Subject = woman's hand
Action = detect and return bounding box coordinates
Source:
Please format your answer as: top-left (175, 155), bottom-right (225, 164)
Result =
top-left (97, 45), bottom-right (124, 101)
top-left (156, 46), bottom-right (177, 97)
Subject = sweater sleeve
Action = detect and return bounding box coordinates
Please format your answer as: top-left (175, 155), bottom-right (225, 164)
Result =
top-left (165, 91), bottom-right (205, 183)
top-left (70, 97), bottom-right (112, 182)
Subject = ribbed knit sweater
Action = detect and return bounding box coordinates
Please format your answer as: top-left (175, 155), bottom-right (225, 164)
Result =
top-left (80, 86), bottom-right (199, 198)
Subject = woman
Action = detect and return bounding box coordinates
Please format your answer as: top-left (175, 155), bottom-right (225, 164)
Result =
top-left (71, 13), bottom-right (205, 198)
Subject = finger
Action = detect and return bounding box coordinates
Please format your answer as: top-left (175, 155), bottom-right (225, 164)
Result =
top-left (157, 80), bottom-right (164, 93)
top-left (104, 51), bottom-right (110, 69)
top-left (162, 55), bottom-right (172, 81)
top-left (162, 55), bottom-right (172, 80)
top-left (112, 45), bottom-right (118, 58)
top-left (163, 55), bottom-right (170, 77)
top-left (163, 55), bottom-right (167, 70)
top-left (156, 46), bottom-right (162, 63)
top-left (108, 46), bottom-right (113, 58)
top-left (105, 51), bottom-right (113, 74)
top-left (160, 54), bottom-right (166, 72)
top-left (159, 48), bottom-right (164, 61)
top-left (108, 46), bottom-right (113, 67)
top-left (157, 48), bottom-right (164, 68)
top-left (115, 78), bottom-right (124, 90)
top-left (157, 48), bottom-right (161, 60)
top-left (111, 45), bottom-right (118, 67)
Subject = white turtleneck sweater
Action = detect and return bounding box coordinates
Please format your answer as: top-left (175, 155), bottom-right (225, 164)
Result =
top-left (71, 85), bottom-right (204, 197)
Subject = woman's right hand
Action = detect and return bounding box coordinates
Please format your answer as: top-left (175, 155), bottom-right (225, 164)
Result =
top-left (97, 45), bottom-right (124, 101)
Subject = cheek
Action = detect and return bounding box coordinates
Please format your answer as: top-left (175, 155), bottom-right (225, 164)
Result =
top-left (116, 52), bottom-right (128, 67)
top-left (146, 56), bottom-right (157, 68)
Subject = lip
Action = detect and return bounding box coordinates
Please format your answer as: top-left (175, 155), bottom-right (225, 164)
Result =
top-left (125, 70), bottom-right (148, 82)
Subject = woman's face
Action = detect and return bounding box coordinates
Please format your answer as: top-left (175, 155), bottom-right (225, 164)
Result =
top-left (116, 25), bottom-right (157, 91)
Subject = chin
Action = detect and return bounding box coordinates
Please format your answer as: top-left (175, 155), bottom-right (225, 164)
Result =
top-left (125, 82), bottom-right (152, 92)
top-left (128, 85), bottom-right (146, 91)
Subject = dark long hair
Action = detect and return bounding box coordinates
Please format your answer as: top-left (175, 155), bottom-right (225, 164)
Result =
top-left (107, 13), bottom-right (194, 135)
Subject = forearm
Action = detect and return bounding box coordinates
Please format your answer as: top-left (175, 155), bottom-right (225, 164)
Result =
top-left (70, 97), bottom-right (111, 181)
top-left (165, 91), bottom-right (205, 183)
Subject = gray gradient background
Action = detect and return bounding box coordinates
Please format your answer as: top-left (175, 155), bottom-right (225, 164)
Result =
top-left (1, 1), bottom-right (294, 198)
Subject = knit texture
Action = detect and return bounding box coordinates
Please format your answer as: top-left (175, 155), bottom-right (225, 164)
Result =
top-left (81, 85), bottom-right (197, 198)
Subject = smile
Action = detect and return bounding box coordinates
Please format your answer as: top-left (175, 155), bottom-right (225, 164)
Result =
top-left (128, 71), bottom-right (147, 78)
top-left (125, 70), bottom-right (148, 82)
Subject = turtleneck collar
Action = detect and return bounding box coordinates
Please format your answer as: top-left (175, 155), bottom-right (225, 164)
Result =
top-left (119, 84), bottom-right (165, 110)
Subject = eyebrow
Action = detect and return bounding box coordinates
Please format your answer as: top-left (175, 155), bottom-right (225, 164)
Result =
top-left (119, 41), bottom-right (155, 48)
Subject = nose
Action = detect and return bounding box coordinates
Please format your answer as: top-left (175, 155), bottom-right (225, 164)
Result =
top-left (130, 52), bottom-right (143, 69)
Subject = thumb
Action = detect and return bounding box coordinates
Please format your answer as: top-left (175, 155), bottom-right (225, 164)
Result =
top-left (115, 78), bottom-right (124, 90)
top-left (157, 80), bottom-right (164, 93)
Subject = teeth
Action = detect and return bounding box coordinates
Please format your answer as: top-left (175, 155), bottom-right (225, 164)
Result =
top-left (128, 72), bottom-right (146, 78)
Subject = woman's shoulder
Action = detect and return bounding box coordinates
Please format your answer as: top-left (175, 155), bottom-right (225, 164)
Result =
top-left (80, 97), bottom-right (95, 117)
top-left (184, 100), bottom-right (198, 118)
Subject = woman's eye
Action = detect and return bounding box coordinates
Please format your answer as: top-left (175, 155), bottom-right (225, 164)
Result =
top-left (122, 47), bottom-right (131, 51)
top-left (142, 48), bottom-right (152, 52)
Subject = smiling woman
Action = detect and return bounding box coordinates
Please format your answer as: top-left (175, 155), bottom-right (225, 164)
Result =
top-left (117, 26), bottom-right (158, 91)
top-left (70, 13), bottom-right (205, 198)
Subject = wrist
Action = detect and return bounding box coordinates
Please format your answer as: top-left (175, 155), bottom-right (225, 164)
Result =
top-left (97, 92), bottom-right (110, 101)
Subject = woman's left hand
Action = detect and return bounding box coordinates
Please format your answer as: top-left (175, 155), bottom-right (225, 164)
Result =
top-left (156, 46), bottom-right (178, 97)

═══

== What to work on ==
Where a line above contains the word "woman", copy that line.

== The answer ==
Subject = woman's hand
Subject = woman
Subject = woman's right hand
Subject = woman's face
Subject = woman's shoulder
Subject = woman's eye
Subject = smiling woman
Subject = woman's left hand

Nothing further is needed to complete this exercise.